● **ASSIGNMENT**
Give back the records below exactly, every one, with no pictures.

Referring expression pointing data:
== Segment start ==
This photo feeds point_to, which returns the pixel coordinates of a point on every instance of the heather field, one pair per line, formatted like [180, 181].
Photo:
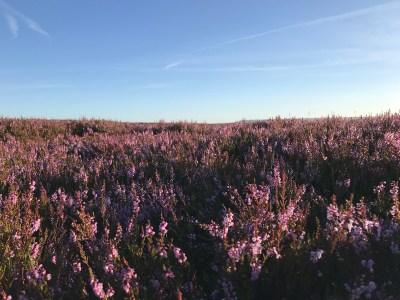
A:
[280, 209]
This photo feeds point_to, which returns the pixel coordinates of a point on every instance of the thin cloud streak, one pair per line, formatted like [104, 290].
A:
[290, 67]
[13, 24]
[344, 16]
[33, 25]
[173, 65]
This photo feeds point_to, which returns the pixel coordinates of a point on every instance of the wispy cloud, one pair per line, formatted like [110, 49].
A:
[334, 18]
[377, 58]
[12, 15]
[173, 65]
[13, 24]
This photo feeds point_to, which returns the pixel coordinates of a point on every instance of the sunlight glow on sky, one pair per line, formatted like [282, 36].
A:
[213, 61]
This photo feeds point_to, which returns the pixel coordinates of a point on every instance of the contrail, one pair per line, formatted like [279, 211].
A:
[28, 21]
[344, 16]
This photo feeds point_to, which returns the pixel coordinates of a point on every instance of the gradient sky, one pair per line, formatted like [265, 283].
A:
[213, 61]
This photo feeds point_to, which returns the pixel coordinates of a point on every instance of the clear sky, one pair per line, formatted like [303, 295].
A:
[214, 61]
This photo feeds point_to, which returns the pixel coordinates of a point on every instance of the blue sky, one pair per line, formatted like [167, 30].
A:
[213, 61]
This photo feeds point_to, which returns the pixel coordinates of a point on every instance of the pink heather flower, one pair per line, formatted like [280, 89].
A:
[76, 267]
[380, 188]
[110, 292]
[34, 250]
[72, 237]
[168, 274]
[234, 254]
[347, 183]
[13, 198]
[274, 252]
[179, 255]
[35, 226]
[256, 247]
[162, 252]
[108, 268]
[255, 271]
[94, 227]
[127, 275]
[32, 186]
[113, 252]
[315, 256]
[97, 288]
[148, 232]
[227, 222]
[163, 228]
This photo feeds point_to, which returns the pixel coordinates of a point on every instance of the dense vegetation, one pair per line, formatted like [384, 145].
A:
[278, 209]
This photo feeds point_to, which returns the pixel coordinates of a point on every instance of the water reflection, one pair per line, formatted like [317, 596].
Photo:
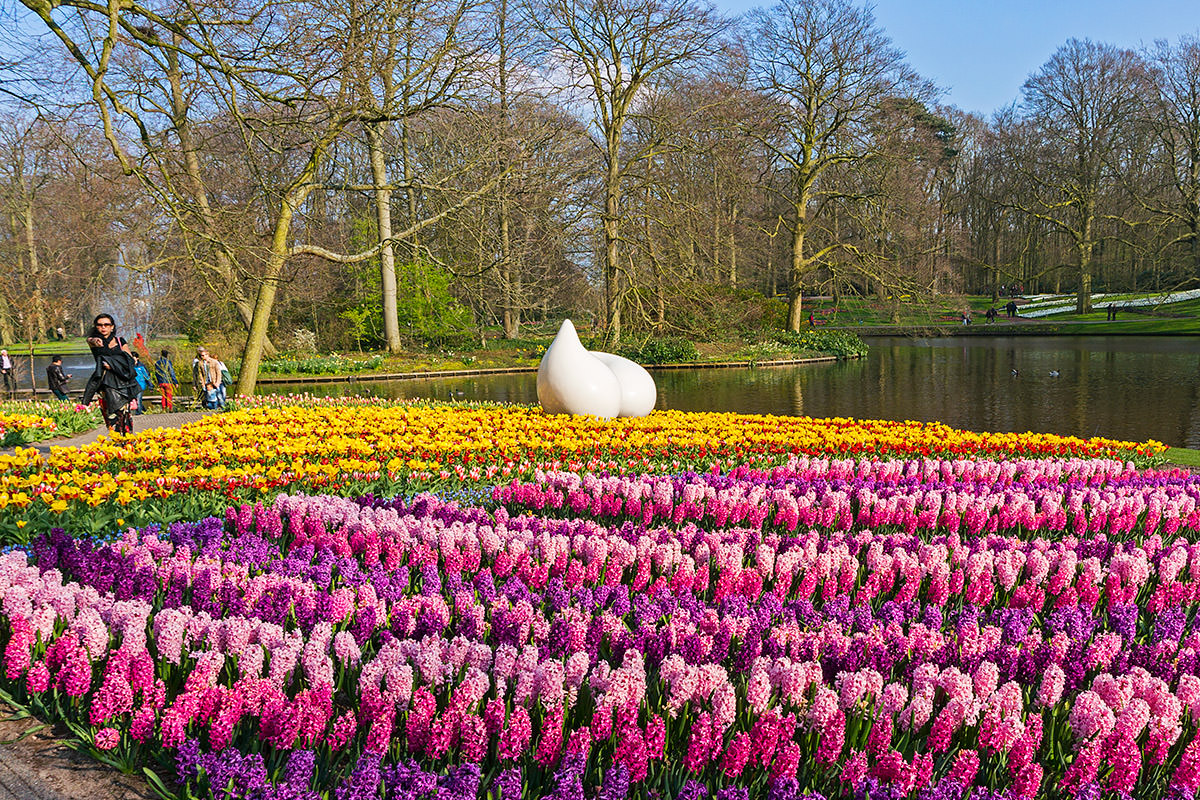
== Segment end ==
● **RESPONSE TO THE EXERCISE**
This photo feeds point_to, which returns the pixel coordinates of a point on every instance of the heather field, one pair per line, formatted like [180, 181].
Photo:
A:
[280, 209]
This photo feeds point_to, which returns the pixel coordinates of a point on every instance of the thin cloud streak, one pair per line, formatted like [104, 290].
A:
[290, 67]
[13, 24]
[344, 16]
[33, 25]
[173, 65]
This photo feeds point_to, which returns the pixel coordinates of a point on every instance of the wispy cloud, one pair per line, formatted like [110, 49].
A:
[334, 18]
[377, 58]
[12, 15]
[173, 65]
[13, 24]
This photo feeds point_to, which returns the pixel coordinates of a point on every instance of the sunlight glow on sky, one pair per line, formatted like [282, 36].
A:
[213, 61]
This photo feeds point_to, which returns the pixel coordinates of a point on every instance of the contrail, one pair per line, formatted like [279, 211].
A:
[28, 21]
[344, 16]
This photo feeds point_to, which returns the pixel coordinates of a point on every instance of the gradient sky, one pair per line, formatted like [265, 283].
A:
[213, 61]
This photo feeds point_to, which returns the pixel coordinates of a point on every instance of the clear sky, one pair per line, formatted like [303, 295].
A:
[214, 61]
This photo feeds point_to, which returns the pixel coordinates of a point on every instance of the blue sky, one pair per line, formatted like [167, 30].
A:
[213, 61]
This photo feeds point_to, which returns the pixel coordinates of a point on every instance of the pink heather flower, one pair per line, formatted like [280, 89].
A:
[76, 267]
[380, 188]
[110, 292]
[34, 250]
[72, 237]
[168, 274]
[234, 254]
[347, 183]
[13, 198]
[274, 252]
[179, 255]
[35, 226]
[256, 247]
[162, 252]
[108, 268]
[255, 271]
[94, 227]
[127, 275]
[32, 186]
[113, 252]
[315, 256]
[97, 288]
[148, 232]
[227, 222]
[163, 228]
This photo feeds point_to, which returns the pixel coordinates of a point on every instance of the dense vegetation, one pair per line, formatted like [384, 145].
A:
[278, 209]
This photo feeds point_to, which returns the pixel coordinates of a point on every instance of the water reflection, one pair per line, formatted like [317, 596].
Photo:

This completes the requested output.